**About this task**
Once you find the line that contains "Please point out the woman's face" in the entries below, give it again along with every following line, unchanged, through the final one.

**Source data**
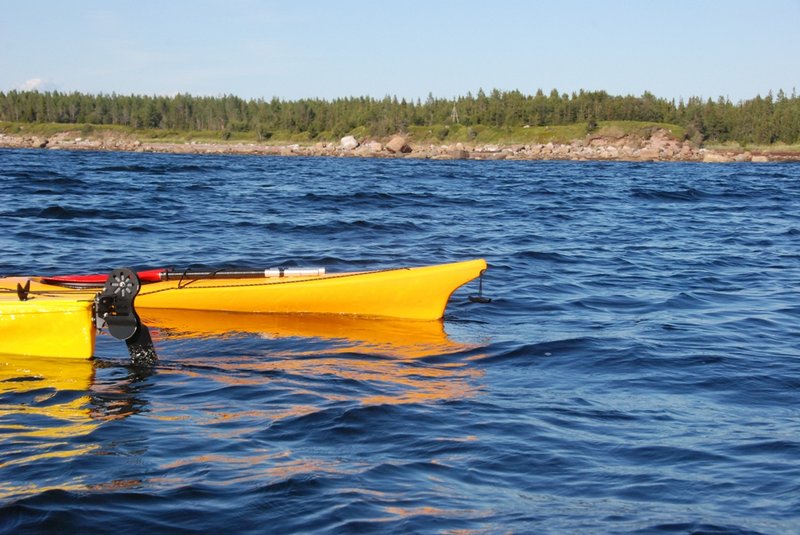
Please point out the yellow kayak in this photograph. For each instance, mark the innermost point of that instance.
(46, 326)
(57, 319)
(419, 293)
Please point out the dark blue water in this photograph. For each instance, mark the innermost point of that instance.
(637, 371)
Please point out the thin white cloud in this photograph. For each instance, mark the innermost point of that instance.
(36, 84)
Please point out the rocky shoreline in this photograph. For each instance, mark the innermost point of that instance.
(660, 146)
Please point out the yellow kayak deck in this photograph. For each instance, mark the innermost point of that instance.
(409, 293)
(57, 321)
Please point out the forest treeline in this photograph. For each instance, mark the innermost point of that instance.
(760, 120)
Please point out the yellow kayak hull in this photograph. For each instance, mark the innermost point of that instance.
(410, 293)
(46, 326)
(57, 321)
(419, 293)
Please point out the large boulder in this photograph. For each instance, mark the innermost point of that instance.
(398, 144)
(348, 143)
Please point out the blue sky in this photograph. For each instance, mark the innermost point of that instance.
(340, 48)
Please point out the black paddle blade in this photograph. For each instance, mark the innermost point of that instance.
(114, 309)
(114, 305)
(141, 349)
(23, 291)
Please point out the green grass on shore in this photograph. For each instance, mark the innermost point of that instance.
(436, 134)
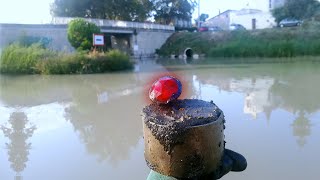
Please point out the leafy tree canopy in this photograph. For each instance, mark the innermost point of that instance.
(166, 11)
(80, 34)
(127, 10)
(300, 9)
(202, 18)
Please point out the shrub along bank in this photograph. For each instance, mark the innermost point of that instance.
(34, 59)
(286, 42)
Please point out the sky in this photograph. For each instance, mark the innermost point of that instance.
(38, 11)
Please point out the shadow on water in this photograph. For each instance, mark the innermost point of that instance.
(18, 131)
(104, 110)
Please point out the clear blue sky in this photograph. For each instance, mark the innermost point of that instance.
(38, 11)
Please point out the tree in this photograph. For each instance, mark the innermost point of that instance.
(299, 9)
(167, 11)
(127, 10)
(201, 18)
(80, 34)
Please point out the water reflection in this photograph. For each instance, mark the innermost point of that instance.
(18, 131)
(301, 128)
(104, 110)
(103, 113)
(266, 89)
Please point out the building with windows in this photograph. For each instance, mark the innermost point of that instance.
(249, 18)
(276, 3)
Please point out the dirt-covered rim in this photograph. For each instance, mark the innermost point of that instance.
(189, 127)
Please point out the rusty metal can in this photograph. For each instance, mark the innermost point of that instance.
(196, 149)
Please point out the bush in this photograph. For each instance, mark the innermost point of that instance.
(17, 59)
(80, 34)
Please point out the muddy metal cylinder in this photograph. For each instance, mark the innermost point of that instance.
(183, 139)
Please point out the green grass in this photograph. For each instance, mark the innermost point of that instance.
(34, 59)
(277, 42)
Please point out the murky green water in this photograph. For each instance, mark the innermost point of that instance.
(89, 126)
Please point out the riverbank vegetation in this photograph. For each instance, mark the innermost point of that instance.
(34, 59)
(275, 42)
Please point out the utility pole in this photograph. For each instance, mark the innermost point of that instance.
(198, 14)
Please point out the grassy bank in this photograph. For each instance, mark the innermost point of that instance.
(34, 59)
(278, 42)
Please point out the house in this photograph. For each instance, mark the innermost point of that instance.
(249, 18)
(276, 3)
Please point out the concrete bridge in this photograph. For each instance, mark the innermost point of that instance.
(137, 39)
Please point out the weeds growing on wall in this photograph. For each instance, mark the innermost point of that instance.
(34, 59)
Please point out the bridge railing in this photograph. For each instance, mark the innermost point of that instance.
(118, 24)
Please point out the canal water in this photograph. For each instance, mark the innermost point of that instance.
(83, 127)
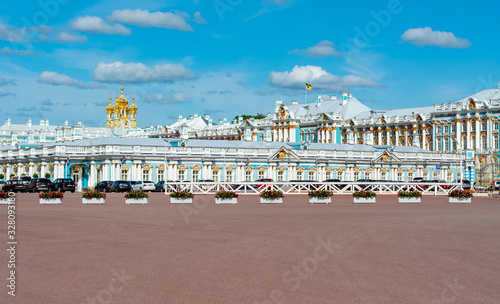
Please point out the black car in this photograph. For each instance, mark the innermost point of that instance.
(160, 186)
(25, 179)
(104, 186)
(63, 184)
(121, 186)
(38, 184)
(14, 185)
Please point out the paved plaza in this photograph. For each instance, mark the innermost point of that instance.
(433, 252)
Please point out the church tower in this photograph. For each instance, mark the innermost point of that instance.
(120, 116)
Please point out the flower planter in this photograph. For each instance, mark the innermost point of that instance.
(226, 201)
(480, 194)
(456, 200)
(93, 201)
(364, 200)
(134, 201)
(316, 200)
(181, 201)
(53, 201)
(276, 201)
(5, 201)
(410, 200)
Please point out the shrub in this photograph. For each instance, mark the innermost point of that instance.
(51, 195)
(320, 194)
(184, 194)
(271, 195)
(136, 195)
(364, 194)
(226, 195)
(461, 194)
(93, 195)
(4, 195)
(409, 194)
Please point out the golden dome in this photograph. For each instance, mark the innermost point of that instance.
(133, 106)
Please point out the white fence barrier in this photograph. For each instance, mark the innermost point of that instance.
(256, 188)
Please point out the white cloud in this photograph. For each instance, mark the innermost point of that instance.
(144, 18)
(95, 25)
(426, 36)
(140, 73)
(4, 92)
(7, 81)
(8, 51)
(322, 49)
(56, 79)
(199, 19)
(318, 78)
(11, 34)
(180, 97)
(67, 37)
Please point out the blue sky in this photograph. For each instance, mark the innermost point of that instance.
(60, 59)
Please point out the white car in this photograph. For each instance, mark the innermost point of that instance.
(143, 185)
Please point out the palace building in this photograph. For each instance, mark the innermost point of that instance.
(328, 138)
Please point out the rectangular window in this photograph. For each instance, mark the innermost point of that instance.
(181, 176)
(145, 174)
(196, 176)
(124, 174)
(160, 176)
(229, 176)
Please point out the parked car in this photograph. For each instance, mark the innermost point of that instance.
(121, 186)
(160, 186)
(497, 185)
(143, 185)
(104, 186)
(63, 184)
(14, 185)
(38, 184)
(25, 179)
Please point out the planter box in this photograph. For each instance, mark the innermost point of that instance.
(226, 201)
(5, 201)
(454, 200)
(410, 200)
(181, 201)
(475, 194)
(93, 201)
(55, 201)
(315, 200)
(362, 200)
(131, 201)
(276, 201)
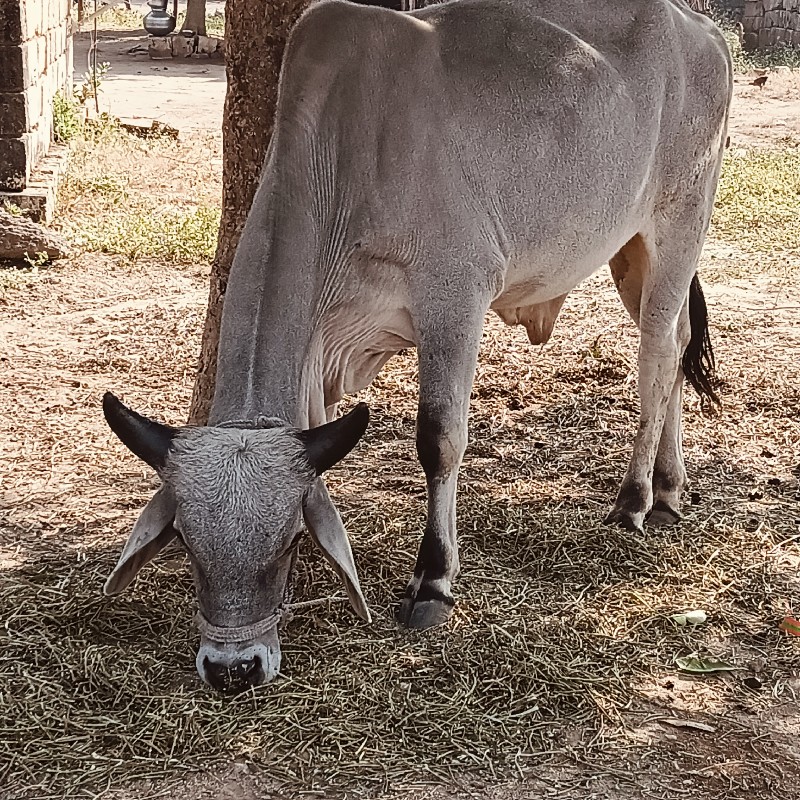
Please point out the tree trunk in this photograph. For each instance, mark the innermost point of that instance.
(255, 35)
(195, 20)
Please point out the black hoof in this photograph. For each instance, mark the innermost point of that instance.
(422, 614)
(662, 514)
(624, 519)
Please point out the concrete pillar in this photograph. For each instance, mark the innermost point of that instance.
(35, 63)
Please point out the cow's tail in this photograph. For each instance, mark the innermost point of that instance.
(698, 358)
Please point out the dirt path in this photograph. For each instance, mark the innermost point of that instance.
(551, 428)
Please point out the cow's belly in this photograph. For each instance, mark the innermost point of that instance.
(536, 283)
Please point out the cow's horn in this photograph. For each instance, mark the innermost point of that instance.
(145, 438)
(330, 443)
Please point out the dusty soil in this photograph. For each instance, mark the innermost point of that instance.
(97, 322)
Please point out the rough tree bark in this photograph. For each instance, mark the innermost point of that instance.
(195, 20)
(255, 35)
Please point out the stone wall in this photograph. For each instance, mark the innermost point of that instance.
(771, 23)
(35, 62)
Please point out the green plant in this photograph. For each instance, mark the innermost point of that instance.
(757, 200)
(66, 118)
(91, 83)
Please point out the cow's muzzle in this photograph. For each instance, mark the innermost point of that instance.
(234, 659)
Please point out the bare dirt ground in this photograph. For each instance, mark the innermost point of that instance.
(550, 432)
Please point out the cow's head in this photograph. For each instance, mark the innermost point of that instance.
(236, 497)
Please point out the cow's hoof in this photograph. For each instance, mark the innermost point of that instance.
(629, 520)
(421, 614)
(663, 514)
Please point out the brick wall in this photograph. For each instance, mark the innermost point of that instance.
(771, 23)
(35, 62)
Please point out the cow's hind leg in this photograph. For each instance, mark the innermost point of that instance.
(448, 340)
(655, 283)
(629, 268)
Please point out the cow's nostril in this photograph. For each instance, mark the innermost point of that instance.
(235, 677)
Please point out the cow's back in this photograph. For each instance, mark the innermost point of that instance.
(492, 102)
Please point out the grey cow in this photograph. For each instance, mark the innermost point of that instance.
(427, 167)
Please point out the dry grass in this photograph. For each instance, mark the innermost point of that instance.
(757, 204)
(120, 197)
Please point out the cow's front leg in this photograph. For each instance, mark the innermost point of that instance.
(447, 358)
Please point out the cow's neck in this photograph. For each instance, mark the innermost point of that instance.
(279, 286)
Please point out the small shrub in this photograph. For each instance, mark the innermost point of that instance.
(66, 118)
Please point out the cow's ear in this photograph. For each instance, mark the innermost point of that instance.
(330, 443)
(145, 438)
(152, 532)
(326, 529)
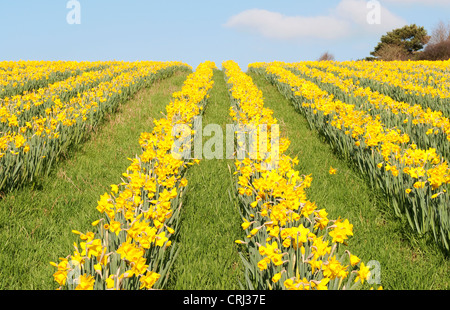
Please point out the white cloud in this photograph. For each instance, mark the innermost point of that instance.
(426, 2)
(349, 18)
(358, 12)
(276, 25)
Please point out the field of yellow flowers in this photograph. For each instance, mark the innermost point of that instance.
(388, 124)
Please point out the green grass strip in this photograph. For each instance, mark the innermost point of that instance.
(36, 222)
(406, 261)
(210, 222)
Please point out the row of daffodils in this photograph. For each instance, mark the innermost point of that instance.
(36, 127)
(366, 127)
(17, 77)
(290, 242)
(132, 247)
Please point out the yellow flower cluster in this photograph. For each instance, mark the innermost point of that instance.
(414, 177)
(416, 115)
(129, 249)
(19, 76)
(419, 78)
(33, 142)
(291, 243)
(15, 111)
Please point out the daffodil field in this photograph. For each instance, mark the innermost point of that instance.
(386, 124)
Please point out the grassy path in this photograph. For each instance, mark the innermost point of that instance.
(36, 223)
(210, 223)
(406, 262)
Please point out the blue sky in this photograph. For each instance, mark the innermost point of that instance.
(193, 31)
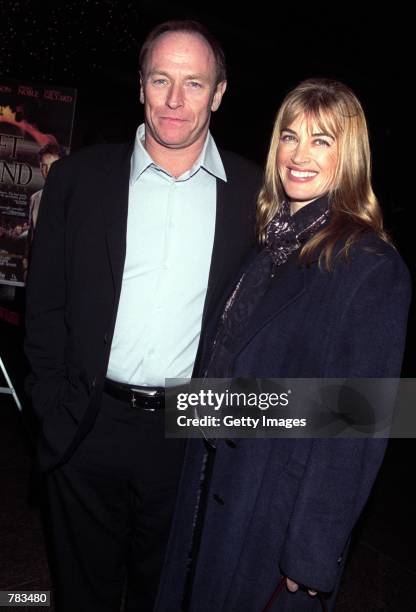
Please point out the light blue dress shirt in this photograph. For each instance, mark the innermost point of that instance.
(170, 234)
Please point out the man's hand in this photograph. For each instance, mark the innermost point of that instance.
(293, 587)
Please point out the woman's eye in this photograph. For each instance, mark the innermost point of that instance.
(287, 138)
(322, 143)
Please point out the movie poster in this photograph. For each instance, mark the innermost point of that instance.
(35, 130)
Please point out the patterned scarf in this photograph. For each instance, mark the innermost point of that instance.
(285, 235)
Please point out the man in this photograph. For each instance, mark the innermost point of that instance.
(47, 155)
(134, 247)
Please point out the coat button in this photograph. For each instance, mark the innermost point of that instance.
(218, 499)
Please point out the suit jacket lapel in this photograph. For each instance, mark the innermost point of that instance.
(115, 207)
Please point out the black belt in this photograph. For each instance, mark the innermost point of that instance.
(144, 398)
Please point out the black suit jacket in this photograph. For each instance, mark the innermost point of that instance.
(75, 277)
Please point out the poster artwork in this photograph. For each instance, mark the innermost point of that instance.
(35, 130)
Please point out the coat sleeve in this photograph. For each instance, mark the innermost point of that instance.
(368, 341)
(46, 332)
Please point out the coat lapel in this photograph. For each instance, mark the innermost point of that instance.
(115, 206)
(287, 286)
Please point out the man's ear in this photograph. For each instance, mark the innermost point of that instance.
(141, 89)
(219, 92)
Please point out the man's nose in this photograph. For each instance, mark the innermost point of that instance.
(175, 96)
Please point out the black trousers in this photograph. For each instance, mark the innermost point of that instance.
(110, 510)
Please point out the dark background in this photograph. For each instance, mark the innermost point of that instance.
(93, 46)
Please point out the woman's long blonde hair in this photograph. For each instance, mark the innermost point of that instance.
(335, 109)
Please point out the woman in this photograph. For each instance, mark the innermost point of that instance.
(326, 297)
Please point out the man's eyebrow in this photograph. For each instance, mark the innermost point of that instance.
(196, 76)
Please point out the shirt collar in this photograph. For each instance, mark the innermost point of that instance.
(209, 159)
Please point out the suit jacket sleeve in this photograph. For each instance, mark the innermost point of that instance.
(46, 331)
(340, 472)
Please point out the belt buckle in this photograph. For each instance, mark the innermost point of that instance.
(148, 393)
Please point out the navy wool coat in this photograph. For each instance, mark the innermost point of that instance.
(287, 506)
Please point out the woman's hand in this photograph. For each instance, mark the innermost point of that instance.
(293, 587)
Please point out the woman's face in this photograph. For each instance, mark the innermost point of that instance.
(306, 161)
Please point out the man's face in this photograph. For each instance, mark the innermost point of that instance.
(178, 90)
(46, 162)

**Answer section**
Please point out the woman's face in this photograph. For each instance, mark the innermost point of that instance.
(306, 161)
Please point out the man's face in this photograph. For each instance, mark the innermost point of that instance.
(178, 90)
(46, 162)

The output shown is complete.